Problem statement. Rewrite the data as a numbered list, starting at the beginning and ending with the line that contains "Apply the even-odd", and omit any blank lines.

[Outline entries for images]

=====

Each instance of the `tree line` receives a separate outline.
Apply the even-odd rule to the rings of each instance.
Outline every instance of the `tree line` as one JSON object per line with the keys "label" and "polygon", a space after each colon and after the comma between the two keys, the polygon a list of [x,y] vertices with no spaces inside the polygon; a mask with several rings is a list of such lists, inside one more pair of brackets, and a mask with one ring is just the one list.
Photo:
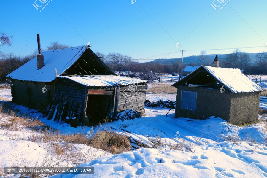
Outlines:
{"label": "tree line", "polygon": [[[0,34],[0,40],[4,42],[3,44],[10,45],[12,36],[7,36],[3,33]],[[57,42],[51,42],[46,47],[45,50],[62,49],[72,47],[59,43]],[[42,51],[44,50],[42,49]],[[0,80],[6,79],[5,76],[35,57],[38,54],[36,49],[32,53],[25,56],[15,55],[13,53],[4,54],[0,53]],[[155,73],[158,75],[162,73],[180,73],[180,61],[173,63],[164,64],[160,62],[153,62],[140,63],[138,60],[133,59],[127,55],[118,53],[110,53],[105,55],[98,52],[96,54],[109,68],[114,71],[118,71],[120,75],[123,71],[128,71],[132,72],[146,74],[147,77],[154,75]],[[208,59],[206,51],[201,51],[198,57],[197,62],[192,62],[183,65],[183,68],[186,66],[204,65],[212,66],[212,61]],[[249,54],[241,52],[237,49],[233,52],[227,55],[226,60],[220,61],[221,67],[238,68],[244,70],[247,73],[250,74],[267,74],[267,52],[260,52],[255,56],[256,63],[252,63],[252,58]],[[150,72],[152,71],[152,73]]]}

=====

Correct output.
1. Each instance of the `tree line` receives a separate outline.
2. Apply the even-odd rule to the rings of each instance.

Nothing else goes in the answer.